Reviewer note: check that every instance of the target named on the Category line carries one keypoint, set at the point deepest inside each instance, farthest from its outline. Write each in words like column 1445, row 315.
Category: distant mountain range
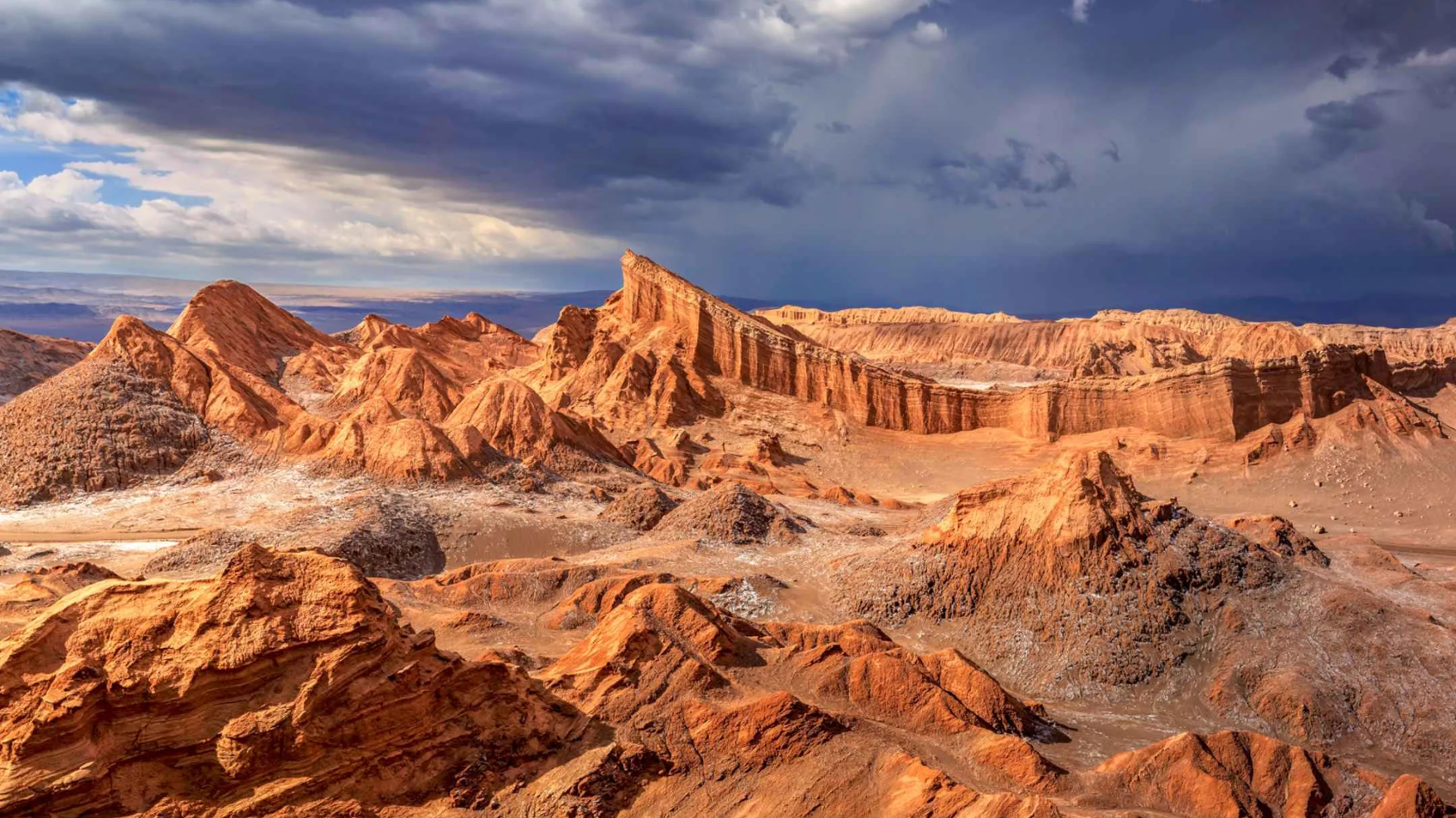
column 83, row 306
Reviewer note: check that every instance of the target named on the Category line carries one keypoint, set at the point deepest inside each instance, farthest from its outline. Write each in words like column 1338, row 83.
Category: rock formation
column 1066, row 578
column 283, row 682
column 733, row 514
column 27, row 360
column 641, row 507
column 651, row 353
column 382, row 533
column 98, row 425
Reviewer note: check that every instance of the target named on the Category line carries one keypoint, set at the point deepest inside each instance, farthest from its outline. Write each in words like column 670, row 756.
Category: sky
column 1034, row 156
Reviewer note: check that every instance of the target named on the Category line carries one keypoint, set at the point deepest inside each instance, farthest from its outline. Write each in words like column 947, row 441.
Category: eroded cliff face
column 1112, row 343
column 650, row 356
column 1068, row 578
column 27, row 360
column 459, row 398
column 372, row 400
column 284, row 680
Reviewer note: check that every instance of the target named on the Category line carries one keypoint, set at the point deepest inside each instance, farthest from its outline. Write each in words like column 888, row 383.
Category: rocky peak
column 240, row 328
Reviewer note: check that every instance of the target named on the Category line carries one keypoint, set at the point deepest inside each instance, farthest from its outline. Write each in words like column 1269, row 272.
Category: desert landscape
column 673, row 558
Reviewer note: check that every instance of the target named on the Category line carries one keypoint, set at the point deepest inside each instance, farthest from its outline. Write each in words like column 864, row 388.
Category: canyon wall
column 1220, row 400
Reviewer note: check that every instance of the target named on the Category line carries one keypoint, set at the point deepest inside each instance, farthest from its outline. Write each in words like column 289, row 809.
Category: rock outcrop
column 730, row 512
column 653, row 351
column 641, row 507
column 1231, row 773
column 283, row 682
column 98, row 425
column 382, row 533
column 27, row 360
column 1066, row 578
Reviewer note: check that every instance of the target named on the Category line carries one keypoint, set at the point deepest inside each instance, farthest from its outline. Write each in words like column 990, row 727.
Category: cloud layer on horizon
column 995, row 155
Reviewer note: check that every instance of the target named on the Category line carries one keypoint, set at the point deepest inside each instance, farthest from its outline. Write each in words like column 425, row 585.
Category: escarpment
column 658, row 344
column 284, row 680
column 1068, row 577
column 463, row 398
column 27, row 360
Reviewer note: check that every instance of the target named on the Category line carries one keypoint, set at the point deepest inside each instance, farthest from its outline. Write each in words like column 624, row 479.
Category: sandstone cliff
column 284, row 680
column 650, row 356
column 27, row 360
column 1066, row 578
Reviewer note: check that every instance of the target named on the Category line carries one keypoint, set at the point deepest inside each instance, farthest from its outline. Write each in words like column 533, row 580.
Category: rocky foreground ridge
column 290, row 685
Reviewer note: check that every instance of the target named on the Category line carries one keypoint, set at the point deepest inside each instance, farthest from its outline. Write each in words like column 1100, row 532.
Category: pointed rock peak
column 239, row 327
column 124, row 335
column 1082, row 500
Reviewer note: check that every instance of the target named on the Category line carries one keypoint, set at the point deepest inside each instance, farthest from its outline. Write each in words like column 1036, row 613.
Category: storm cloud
column 990, row 153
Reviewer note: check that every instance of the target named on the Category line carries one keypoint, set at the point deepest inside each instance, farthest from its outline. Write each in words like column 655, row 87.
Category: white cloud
column 928, row 34
column 261, row 199
column 1427, row 60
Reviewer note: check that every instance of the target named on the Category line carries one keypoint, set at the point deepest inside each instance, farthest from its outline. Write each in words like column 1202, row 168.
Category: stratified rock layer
column 286, row 679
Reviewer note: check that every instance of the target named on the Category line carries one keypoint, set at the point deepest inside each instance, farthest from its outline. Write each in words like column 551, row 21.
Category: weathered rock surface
column 1066, row 577
column 27, row 360
column 98, row 425
column 1231, row 773
column 641, row 507
column 651, row 353
column 730, row 512
column 1112, row 343
column 382, row 533
column 283, row 682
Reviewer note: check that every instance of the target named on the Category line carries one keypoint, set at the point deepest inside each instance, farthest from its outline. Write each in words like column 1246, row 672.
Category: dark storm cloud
column 1346, row 64
column 1337, row 128
column 976, row 180
column 576, row 114
column 1400, row 30
column 1206, row 145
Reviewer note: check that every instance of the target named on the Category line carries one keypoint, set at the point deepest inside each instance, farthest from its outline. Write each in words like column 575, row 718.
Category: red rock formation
column 405, row 378
column 658, row 344
column 1069, row 559
column 661, row 666
column 237, row 327
column 514, row 419
column 27, row 360
column 1228, row 773
column 284, row 680
column 98, row 425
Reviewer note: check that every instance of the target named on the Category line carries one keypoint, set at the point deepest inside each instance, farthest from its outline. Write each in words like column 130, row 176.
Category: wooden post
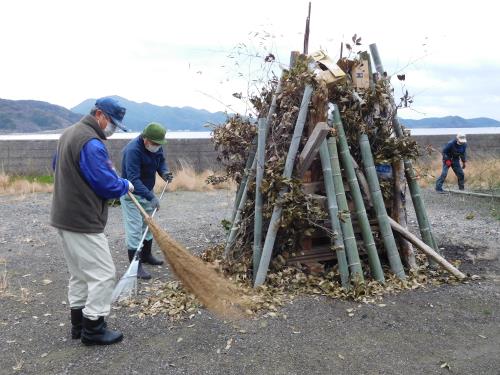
####################
*TASK TO COMPLETE*
Please retype all the rows above line for line, leaving out the pictures.

*WRITTEN ANSWER*
Reviewer note: check that every instance of the target named on the Category line carries one keypoint, set at the point deepest inside each instance, farthest from its outline. Write each in words like column 1445, row 315.
Category: distant mountain range
column 83, row 306
Reviewer note: check that every instance of the target named on the Category line carries one keypoint, set at the point deepest inside each instance, farthest from its outline. Write each in words like column 1338, row 83.
Category: rock formation
column 1066, row 578
column 283, row 682
column 733, row 514
column 27, row 360
column 641, row 507
column 651, row 353
column 382, row 533
column 98, row 425
Reviewer note: check that every instance of the target named on the Category line carries one keypoint, set at the point deepest inside each instance, farthest from its outline. Write each in words like column 670, row 756.
Category: sky
column 1034, row 156
Reviewer note: check that every instance of the target named on the Category line carries one keypoint, set at the point deepest inside each instance, farthest from its outline. Write each in words like column 947, row 441.
Category: eroded cliff face
column 1112, row 343
column 650, row 356
column 1068, row 578
column 27, row 360
column 459, row 398
column 372, row 400
column 284, row 680
Reviewer note: check that every instance of the target named on the Category line carries one keypoint, set at the point deepest inside each instance, farthest from its outline. Write each in words like column 888, row 383.
Category: rocky peak
column 240, row 328
Reviewer note: check that every instance of the target named on the Category line carries one keypoint, set at the point deepest inside each instance, farthest from its outline. Write each in words like column 1269, row 272.
Category: desert landscape
column 673, row 558
Reviewer note: check that every instance of the target named on the Category line carries one keypoint, set at the point deepest inside each instance, farthest from its outline. Write each in words like column 864, row 388.
Category: canyon wall
column 1220, row 400
Reviewer note: check that every instance of the target named on the Category line carries one keypoint, set at the point deepest inside each instance, farthest from its outline. Write each in words like column 289, row 809.
Category: rock outcrop
column 730, row 512
column 653, row 351
column 641, row 507
column 1231, row 773
column 283, row 682
column 98, row 425
column 382, row 533
column 27, row 360
column 1066, row 578
Reviewer note: check that every instance of the target named on the Category line carries one keypoint, set at the point deepest inside each instance, farthest from its outline. Write each in words like column 990, row 727.
Category: cloud layer on horizon
column 995, row 155
Reviewer note: check that every instance of the target named on the Category line carries one keypoint, set at the point deepest inside each instance, farthest from its outline. Write each in words like column 425, row 585.
Category: escarpment
column 658, row 344
column 284, row 680
column 1068, row 577
column 463, row 398
column 27, row 360
Reviewer note: check that every instance of the target named on the Category line carries one keypoint, set at the point deepest inside each instance, farthest from its outline. Write each in words like column 624, row 479.
Category: sandstone cliff
column 284, row 680
column 650, row 356
column 27, row 360
column 1066, row 578
Reviewer note: check that every instance of the target named on the Category line carries one keypoint, set at the point deepest inside each instance, farthest from its outline. Write each in words like column 533, row 580.
Category: rocky foreground ridge
column 290, row 685
Reviewer note: check that every instance of the target named on the Category line carries one keypoint, set at the point deepest inside each instance, farthest from its outline. Write each in words like column 1100, row 532.
Category: pointed rock peak
column 239, row 327
column 124, row 335
column 1082, row 500
Reviewer note: check that every instance of the target named on the Category line carries one keypoint, set at the point deepest inside each instance, farthest from its outline. Write each in words like column 1036, row 613.
Category: storm cloud
column 990, row 153
Reviewer note: check that every instance of the target named on the Category line carries one keypoint, set at the point deepest inside each instance, farthest from its outline. Write each in words like column 655, row 87.
Category: white cloud
column 928, row 34
column 261, row 199
column 1427, row 60
Reviewer note: check that every instance of the target named on the Category line carries one keypoint, set at the point deepest inside each instance, farthest from its outline. Write each in words like column 1202, row 168.
Category: stratified rock layer
column 286, row 679
Reviewer note: check that every instance of the target named on the Category line carries one keypoint, set at the point deepest inside each instance, farthest from its outline. Write each in words like column 551, row 21.
Category: weathered rock surface
column 1066, row 577
column 27, row 360
column 98, row 425
column 1231, row 773
column 641, row 507
column 651, row 353
column 730, row 512
column 1112, row 343
column 382, row 533
column 283, row 682
Reviewer note: check that every instance of the target named on the Category line carries one keypoint, set at the point deepest inside each instance, farthest from its outline. Write each in words like column 1246, row 672.
Category: dark storm cloud
column 1346, row 64
column 1337, row 128
column 976, row 180
column 576, row 114
column 1400, row 30
column 1206, row 145
Reviewer note: check that every instance of the target named on the Category line carries one keypoint, set at the point deepest inside each instance, farthest from its outline. Write each in words like column 575, row 718.
Category: red rock formation
column 405, row 378
column 658, row 344
column 1069, row 559
column 661, row 666
column 237, row 327
column 514, row 419
column 27, row 360
column 1228, row 773
column 284, row 680
column 98, row 425
Reviewer note: check that every instance of the target named on the Category line carries one keypoint, set at the point deepest inside each instance, farthest from its outline. Write each in words like column 130, row 176.
Category: wooden post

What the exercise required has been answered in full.